Given records:

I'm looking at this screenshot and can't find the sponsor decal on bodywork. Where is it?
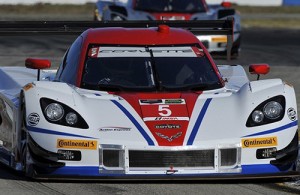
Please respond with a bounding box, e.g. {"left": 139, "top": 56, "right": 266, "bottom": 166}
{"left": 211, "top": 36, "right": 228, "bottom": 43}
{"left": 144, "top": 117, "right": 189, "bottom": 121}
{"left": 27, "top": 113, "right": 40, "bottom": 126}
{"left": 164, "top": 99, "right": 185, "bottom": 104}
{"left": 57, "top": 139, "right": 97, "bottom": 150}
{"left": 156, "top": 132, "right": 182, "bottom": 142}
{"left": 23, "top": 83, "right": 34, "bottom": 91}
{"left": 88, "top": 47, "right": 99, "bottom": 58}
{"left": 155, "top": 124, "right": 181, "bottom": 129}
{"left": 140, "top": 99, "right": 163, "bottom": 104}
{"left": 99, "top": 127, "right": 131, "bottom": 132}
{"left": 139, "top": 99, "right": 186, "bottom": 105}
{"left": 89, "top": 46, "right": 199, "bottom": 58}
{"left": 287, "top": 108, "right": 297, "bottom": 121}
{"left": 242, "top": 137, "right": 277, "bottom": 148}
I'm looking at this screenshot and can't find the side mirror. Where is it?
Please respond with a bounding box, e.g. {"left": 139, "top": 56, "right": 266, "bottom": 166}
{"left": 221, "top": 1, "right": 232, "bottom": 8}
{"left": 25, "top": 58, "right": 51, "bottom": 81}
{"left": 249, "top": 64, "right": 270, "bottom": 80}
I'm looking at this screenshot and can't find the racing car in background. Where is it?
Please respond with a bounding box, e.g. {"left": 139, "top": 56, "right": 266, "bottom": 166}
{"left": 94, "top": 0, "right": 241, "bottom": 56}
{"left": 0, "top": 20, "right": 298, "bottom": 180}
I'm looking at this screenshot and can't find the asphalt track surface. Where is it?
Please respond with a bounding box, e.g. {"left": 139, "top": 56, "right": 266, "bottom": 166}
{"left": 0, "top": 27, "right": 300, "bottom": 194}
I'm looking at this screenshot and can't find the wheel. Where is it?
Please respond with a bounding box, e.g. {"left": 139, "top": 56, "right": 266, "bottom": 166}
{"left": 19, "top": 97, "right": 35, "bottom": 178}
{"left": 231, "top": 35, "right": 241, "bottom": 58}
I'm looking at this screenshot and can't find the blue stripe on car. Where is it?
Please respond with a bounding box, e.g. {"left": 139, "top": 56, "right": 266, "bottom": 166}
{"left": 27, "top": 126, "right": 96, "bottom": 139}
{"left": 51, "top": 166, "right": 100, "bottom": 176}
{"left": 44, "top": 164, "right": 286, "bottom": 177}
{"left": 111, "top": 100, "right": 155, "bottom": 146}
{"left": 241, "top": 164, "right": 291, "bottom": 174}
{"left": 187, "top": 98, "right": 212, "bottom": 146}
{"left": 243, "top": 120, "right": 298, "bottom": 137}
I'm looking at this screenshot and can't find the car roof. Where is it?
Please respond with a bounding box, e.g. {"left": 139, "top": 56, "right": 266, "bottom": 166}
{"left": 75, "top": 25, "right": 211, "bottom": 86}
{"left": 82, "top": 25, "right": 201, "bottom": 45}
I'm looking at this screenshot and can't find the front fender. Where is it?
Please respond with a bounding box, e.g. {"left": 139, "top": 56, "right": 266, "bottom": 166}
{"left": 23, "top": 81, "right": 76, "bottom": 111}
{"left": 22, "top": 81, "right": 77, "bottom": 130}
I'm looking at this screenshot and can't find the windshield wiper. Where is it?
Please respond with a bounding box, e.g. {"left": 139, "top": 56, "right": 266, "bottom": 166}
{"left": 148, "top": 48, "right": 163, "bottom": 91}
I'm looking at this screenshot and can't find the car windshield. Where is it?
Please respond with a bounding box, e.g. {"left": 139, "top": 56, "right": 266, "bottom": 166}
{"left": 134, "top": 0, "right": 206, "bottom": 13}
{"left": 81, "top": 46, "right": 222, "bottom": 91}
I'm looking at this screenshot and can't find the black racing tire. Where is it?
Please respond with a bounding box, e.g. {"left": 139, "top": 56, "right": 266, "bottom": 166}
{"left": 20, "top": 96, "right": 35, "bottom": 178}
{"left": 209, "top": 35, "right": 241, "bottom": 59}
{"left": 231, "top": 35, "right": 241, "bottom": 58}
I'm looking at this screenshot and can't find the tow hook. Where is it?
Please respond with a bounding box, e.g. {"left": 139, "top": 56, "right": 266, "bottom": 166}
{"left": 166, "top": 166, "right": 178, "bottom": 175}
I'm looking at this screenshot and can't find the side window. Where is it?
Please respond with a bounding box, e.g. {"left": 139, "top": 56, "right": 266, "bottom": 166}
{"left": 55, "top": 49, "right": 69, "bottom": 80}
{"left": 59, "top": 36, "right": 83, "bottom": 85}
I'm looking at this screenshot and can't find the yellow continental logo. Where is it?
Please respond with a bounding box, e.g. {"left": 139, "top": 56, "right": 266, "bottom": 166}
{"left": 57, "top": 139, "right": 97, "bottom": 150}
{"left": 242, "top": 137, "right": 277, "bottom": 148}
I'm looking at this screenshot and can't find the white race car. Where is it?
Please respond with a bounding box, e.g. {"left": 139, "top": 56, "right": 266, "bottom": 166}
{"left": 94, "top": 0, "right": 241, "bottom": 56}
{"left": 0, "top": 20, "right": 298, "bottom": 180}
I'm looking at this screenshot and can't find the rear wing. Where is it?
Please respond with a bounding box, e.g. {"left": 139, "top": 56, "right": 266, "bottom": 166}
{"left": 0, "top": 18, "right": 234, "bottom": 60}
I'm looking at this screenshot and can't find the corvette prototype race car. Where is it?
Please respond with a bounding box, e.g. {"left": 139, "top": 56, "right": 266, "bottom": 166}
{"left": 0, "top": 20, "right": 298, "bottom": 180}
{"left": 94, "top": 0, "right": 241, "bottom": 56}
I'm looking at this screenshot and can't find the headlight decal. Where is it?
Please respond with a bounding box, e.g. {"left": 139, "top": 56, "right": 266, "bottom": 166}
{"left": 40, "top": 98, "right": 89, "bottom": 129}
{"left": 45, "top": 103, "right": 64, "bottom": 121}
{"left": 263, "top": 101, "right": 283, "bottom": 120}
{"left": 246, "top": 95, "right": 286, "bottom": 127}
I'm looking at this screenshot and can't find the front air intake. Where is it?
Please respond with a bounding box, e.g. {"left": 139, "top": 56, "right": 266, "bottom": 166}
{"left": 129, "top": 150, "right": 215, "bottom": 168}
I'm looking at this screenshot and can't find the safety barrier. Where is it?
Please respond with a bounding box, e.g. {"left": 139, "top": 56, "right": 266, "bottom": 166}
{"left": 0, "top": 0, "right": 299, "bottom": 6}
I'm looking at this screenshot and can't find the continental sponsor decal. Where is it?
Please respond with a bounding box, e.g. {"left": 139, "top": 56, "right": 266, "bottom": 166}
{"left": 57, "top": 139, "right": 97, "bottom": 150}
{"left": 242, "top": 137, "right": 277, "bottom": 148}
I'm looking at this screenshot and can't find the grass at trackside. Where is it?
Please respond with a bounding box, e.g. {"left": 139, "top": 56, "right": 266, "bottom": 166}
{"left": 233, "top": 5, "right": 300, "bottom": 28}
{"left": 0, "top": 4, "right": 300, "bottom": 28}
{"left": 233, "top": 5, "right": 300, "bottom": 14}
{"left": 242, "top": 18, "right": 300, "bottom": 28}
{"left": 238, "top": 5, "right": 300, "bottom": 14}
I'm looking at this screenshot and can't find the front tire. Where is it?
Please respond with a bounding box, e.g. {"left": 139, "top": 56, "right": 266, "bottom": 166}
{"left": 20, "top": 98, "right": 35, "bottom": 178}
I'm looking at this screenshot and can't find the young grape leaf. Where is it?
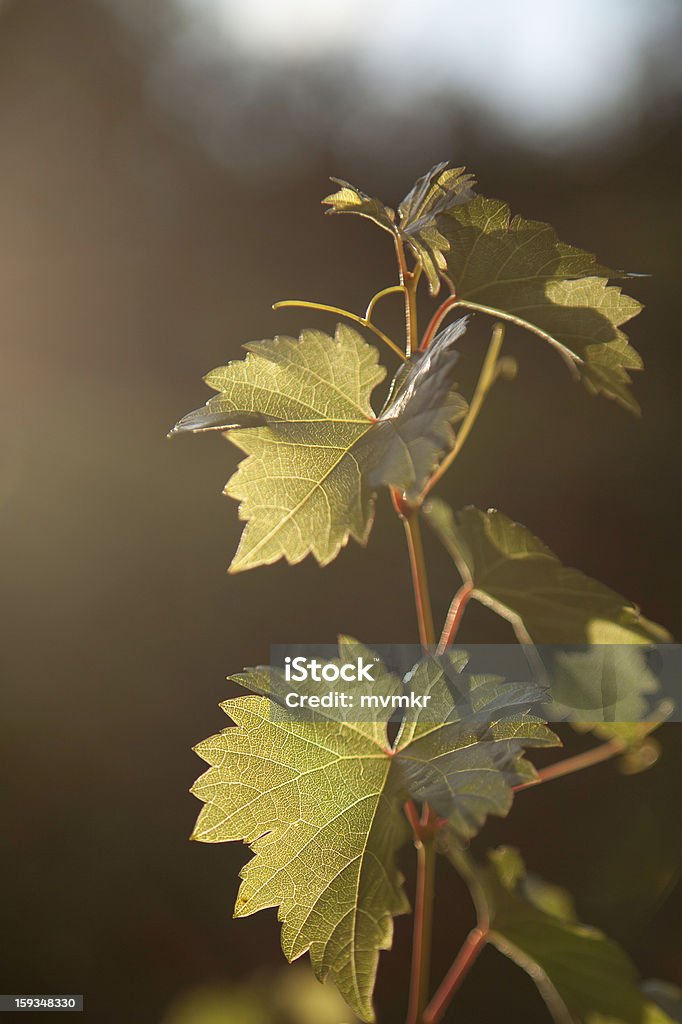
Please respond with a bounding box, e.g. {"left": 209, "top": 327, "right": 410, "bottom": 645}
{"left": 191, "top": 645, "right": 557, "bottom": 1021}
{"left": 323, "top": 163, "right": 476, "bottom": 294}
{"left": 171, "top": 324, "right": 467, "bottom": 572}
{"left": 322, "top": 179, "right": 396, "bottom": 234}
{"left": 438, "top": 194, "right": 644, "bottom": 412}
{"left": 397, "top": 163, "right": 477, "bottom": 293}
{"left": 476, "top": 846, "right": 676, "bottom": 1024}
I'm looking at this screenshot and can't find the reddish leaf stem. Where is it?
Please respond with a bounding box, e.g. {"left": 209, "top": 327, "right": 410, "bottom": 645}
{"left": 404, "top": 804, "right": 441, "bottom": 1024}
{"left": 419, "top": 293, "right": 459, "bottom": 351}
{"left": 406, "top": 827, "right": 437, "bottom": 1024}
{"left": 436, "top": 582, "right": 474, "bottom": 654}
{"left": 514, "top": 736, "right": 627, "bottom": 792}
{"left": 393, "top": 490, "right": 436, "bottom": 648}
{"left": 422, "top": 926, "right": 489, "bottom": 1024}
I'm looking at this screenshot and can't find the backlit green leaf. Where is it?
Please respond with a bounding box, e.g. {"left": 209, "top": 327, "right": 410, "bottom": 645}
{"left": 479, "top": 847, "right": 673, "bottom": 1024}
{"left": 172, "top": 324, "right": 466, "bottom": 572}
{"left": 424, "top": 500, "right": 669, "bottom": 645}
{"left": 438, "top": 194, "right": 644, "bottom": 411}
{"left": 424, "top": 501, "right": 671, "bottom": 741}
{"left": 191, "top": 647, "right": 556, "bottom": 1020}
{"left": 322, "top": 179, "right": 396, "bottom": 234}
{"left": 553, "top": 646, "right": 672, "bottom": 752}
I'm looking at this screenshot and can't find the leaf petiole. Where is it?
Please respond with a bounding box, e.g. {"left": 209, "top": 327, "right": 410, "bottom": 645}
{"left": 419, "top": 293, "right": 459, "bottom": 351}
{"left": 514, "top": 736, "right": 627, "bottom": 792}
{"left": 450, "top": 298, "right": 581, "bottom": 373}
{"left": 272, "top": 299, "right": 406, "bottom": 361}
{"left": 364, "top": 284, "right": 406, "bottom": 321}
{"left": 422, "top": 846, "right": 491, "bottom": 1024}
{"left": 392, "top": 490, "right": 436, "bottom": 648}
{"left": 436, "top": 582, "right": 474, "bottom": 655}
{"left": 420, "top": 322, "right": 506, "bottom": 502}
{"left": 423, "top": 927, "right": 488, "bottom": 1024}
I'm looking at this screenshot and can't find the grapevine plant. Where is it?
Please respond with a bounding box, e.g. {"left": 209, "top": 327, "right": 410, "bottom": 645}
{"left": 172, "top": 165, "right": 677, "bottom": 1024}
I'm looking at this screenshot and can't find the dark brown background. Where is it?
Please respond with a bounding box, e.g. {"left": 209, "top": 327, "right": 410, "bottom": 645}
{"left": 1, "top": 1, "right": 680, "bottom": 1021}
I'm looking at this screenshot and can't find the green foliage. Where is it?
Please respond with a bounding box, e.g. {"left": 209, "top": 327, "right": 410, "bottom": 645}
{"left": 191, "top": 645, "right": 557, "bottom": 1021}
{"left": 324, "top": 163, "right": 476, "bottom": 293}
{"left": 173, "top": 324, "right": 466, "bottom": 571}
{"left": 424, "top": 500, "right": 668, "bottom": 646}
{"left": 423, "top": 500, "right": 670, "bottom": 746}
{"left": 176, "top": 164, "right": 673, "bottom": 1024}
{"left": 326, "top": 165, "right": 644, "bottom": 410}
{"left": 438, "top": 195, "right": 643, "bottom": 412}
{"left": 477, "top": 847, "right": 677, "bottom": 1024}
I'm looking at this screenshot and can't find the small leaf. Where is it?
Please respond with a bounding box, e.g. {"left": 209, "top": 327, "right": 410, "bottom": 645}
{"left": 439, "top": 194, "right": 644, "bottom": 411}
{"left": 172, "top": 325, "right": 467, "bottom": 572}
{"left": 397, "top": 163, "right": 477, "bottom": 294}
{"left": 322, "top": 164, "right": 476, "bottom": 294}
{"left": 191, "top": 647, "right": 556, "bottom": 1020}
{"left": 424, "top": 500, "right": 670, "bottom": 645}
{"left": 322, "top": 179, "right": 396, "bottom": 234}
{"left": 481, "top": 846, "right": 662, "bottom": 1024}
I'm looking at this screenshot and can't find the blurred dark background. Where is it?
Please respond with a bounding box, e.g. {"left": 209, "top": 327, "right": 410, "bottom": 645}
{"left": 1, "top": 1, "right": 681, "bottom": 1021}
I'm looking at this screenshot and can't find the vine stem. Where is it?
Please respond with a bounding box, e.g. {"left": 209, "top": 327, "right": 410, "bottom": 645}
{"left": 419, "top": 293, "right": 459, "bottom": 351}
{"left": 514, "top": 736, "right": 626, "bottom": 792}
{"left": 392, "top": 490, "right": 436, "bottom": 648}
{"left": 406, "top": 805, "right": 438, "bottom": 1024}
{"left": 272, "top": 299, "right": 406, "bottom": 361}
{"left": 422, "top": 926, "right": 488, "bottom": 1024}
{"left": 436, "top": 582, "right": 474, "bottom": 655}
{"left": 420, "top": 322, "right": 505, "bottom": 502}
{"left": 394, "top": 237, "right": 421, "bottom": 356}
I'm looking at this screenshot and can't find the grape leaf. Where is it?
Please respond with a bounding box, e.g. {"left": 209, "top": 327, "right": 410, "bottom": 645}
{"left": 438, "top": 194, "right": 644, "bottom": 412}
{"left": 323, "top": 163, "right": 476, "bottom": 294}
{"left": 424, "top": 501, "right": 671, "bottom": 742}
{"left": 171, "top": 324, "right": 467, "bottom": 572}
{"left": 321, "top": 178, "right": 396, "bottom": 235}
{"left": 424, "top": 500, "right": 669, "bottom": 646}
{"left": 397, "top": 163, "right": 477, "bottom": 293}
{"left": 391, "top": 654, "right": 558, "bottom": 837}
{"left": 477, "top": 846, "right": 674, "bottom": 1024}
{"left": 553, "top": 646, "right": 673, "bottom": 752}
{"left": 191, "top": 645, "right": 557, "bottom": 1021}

What the task requires: Gather up, from the records above, each line where the word "leaf" appears.

Reply:
I'm looking at this screenshot and can't find the young grape leaf. Where is it?
I'm looking at this screenshot and can't find the reddish leaf stem. Where is it?
I'm looking at this screenshot and can't find the backlit green leaf. Where is it?
I'm looking at this screenshot and can't find the leaf petiole. Where is it?
I'm looking at this screenshot and can't find the small leaf. Where is it?
I'm looking at this screenshot and can't find the grape leaf. Where is it?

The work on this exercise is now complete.